* _TASK DETAILS_:
Below are entries. Reproduce exactly the lines between the line holding "If you could drop a marker on the man's ear" and the line holding "If you could drop a marker on the blurred stadium", inclusive, and only those.
○ ○ ○ ○
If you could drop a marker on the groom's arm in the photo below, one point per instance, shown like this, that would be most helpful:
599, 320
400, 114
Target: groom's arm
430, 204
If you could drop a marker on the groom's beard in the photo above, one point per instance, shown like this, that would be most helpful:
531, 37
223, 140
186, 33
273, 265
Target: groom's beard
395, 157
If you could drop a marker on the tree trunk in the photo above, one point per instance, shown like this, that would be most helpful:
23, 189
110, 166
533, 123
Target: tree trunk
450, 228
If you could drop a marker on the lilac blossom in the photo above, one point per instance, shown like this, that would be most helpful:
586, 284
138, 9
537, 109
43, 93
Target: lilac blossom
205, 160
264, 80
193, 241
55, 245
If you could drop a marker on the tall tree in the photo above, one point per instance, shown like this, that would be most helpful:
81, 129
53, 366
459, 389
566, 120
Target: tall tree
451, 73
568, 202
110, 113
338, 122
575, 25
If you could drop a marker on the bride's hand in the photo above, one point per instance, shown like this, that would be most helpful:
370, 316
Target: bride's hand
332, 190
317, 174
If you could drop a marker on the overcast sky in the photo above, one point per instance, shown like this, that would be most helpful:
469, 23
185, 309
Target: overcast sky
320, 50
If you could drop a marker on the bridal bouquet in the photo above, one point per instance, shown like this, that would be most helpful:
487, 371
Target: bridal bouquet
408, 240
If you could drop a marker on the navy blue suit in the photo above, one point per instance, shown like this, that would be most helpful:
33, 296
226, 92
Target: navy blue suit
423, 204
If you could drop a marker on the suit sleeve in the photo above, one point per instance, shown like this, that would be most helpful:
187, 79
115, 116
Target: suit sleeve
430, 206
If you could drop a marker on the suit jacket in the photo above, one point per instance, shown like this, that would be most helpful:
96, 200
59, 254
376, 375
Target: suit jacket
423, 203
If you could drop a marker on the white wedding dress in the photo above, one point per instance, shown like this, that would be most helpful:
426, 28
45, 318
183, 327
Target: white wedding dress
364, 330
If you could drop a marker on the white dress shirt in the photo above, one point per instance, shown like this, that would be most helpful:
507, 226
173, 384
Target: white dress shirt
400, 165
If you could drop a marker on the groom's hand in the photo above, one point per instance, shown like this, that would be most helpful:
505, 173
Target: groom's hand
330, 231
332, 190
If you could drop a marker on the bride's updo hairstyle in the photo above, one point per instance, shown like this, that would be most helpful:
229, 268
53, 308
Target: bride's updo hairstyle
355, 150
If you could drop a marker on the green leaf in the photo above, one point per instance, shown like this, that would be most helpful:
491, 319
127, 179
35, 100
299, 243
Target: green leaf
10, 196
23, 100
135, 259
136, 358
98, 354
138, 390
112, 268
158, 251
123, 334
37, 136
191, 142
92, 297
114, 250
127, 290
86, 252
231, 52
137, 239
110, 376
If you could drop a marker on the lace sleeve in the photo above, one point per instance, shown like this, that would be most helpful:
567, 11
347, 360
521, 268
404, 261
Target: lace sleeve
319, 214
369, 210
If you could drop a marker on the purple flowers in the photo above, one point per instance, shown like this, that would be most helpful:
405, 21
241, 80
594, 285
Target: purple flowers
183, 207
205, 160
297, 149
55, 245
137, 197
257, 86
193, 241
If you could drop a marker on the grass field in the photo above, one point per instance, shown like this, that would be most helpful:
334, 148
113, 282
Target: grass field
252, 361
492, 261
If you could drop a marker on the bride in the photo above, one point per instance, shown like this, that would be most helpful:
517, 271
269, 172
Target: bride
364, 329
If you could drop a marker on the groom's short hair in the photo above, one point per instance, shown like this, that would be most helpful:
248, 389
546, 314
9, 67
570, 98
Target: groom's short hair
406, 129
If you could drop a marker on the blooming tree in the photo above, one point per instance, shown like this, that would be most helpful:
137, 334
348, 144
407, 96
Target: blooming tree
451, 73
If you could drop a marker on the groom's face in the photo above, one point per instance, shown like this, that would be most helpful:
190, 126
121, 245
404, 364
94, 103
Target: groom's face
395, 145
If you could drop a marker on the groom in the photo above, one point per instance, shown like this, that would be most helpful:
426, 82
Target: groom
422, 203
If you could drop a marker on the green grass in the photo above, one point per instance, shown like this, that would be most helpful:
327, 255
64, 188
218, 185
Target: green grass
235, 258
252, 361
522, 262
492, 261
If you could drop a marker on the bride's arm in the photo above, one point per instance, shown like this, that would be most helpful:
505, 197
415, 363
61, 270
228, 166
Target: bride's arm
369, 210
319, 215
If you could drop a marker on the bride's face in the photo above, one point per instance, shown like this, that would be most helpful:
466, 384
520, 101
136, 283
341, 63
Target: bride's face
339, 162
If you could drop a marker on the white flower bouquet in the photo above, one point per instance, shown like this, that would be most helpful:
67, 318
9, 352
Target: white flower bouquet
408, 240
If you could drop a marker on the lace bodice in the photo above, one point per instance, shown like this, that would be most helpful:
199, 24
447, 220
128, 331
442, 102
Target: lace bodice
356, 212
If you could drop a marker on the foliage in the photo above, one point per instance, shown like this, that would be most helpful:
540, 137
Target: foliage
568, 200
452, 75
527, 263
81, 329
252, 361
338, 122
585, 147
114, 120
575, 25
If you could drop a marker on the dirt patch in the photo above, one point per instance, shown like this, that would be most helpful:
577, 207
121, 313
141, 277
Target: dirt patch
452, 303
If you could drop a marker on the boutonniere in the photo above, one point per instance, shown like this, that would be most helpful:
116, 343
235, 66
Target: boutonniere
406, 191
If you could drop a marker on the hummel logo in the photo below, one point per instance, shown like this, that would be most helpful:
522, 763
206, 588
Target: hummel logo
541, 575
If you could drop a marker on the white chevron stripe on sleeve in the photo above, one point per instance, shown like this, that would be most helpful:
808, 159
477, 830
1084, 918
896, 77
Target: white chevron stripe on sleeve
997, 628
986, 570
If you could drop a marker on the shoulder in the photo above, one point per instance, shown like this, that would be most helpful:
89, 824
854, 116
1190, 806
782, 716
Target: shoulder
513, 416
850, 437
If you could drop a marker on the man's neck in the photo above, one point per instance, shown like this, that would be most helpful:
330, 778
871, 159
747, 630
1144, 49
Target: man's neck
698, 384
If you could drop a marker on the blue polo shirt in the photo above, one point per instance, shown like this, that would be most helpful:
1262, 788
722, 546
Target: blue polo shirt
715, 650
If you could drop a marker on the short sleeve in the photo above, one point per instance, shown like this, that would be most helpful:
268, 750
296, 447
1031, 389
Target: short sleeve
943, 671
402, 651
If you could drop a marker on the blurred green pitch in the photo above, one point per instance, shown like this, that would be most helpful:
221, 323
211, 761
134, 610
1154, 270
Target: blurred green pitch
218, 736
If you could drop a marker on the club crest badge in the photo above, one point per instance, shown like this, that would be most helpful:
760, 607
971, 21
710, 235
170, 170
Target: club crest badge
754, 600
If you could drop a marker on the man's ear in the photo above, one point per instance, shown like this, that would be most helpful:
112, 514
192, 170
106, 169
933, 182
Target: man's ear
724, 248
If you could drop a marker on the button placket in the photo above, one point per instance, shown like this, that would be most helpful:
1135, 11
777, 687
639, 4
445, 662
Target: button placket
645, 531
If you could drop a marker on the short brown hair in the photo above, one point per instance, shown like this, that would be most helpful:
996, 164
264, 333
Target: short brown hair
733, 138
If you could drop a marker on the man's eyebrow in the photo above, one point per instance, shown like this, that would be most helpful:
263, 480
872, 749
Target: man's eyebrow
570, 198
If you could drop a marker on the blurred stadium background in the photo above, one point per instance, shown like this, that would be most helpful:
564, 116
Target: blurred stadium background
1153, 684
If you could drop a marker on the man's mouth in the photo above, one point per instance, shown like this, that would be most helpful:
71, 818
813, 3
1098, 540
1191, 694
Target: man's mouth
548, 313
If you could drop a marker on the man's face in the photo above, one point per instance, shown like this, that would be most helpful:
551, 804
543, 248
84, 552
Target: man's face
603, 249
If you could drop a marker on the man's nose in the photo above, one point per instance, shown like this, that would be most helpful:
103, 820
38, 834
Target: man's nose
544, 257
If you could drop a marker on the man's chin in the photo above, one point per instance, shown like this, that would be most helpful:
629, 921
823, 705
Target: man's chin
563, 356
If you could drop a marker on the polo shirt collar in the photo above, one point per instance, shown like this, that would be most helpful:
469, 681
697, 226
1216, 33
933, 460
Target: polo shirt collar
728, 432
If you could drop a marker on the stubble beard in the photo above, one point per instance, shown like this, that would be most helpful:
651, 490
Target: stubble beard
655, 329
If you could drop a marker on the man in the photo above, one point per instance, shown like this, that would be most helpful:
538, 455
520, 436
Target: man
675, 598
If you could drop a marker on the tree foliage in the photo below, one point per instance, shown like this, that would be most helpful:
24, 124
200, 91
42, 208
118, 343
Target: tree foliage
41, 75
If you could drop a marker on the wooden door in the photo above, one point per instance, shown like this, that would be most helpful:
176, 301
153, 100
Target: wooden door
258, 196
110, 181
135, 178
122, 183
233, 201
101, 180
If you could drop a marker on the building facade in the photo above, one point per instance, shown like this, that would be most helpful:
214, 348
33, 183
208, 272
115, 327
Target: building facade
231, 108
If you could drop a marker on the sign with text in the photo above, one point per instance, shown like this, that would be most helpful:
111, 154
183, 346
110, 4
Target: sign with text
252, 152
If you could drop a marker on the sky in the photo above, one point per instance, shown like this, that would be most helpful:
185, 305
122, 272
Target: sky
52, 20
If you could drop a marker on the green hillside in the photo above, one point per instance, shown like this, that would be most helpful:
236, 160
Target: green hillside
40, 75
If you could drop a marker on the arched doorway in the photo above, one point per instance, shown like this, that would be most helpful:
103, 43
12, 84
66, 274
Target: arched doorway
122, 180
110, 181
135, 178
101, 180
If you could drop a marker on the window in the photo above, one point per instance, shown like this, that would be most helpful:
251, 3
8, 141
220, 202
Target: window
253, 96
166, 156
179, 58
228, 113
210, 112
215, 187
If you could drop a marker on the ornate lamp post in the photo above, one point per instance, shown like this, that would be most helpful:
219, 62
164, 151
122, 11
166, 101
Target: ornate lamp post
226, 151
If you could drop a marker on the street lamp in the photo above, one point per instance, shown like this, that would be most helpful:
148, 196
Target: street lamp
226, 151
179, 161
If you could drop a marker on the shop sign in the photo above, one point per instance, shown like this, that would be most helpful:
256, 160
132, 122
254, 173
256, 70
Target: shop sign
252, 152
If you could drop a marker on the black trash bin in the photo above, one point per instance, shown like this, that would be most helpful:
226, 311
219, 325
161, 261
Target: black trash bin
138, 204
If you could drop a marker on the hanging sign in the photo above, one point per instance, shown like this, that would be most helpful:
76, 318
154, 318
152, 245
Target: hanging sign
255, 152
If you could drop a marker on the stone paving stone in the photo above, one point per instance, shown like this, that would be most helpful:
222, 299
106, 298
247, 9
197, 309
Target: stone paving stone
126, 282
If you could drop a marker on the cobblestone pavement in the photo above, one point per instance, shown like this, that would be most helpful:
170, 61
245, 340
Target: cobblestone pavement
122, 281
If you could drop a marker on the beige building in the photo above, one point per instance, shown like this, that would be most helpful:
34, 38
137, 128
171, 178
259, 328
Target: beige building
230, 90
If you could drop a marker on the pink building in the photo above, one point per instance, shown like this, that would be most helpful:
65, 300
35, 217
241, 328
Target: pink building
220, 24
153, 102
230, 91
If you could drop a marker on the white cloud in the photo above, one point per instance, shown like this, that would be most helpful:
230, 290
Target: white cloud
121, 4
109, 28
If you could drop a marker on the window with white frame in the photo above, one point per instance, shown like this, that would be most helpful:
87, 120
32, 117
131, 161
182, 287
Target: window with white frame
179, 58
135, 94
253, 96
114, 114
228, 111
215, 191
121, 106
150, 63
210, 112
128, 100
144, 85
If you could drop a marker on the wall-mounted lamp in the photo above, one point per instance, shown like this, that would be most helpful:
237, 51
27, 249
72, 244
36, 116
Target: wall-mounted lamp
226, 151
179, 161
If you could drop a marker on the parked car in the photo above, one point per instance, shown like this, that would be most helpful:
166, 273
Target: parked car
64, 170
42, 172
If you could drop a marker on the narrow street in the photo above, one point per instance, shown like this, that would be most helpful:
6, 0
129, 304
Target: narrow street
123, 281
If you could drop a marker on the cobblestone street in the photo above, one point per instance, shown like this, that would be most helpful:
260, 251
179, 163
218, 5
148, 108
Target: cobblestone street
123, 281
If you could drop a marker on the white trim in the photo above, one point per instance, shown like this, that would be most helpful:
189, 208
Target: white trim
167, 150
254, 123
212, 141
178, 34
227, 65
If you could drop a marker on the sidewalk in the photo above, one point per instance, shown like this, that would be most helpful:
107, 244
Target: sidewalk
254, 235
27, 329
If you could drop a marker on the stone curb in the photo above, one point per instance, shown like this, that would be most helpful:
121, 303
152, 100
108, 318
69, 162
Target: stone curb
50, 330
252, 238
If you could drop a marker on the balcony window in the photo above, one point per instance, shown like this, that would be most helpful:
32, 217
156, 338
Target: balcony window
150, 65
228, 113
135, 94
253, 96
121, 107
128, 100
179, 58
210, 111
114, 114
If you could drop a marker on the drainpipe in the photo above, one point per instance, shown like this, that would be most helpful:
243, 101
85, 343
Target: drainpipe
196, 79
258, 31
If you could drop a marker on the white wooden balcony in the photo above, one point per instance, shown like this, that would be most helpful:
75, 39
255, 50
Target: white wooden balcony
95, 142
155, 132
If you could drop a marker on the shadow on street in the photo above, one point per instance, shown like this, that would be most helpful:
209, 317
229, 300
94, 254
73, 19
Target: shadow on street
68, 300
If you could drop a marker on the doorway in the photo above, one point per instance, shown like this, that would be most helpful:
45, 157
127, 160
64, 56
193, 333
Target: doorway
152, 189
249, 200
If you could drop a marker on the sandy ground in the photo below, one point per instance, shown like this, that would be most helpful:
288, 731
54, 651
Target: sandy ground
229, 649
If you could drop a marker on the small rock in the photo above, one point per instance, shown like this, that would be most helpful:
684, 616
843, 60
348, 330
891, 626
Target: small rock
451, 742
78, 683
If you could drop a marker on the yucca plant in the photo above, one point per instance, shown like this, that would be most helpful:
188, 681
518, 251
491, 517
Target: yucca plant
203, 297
○ ○ ○ ○
* _TASK RESULT_:
If you could drop a marker on the man's ear in the photo above, one point per instance, shown like this, that would be most helpful:
112, 514
192, 170
106, 169
933, 182
Target: man's ear
724, 248
If you could drop a marker on the button placket in the photo above, one point per instance, shown like this, that would be most helpful:
1135, 11
777, 687
639, 4
445, 662
Target: button placket
645, 531
If you could drop a marker on the short brown hair in the photo above, one point per instance, shown like this, that would be most helpful:
996, 164
264, 333
Target: short brown hair
733, 138
If you could drop a marker on the man's eyebrow in the photo above, one point per instance, shown like this, that would be most helpful:
263, 480
872, 749
Target: man's eyebrow
570, 198
If you could drop a marker on the blurred stadium background in the photo above, one point per instance, shown like this, that would be most helpful:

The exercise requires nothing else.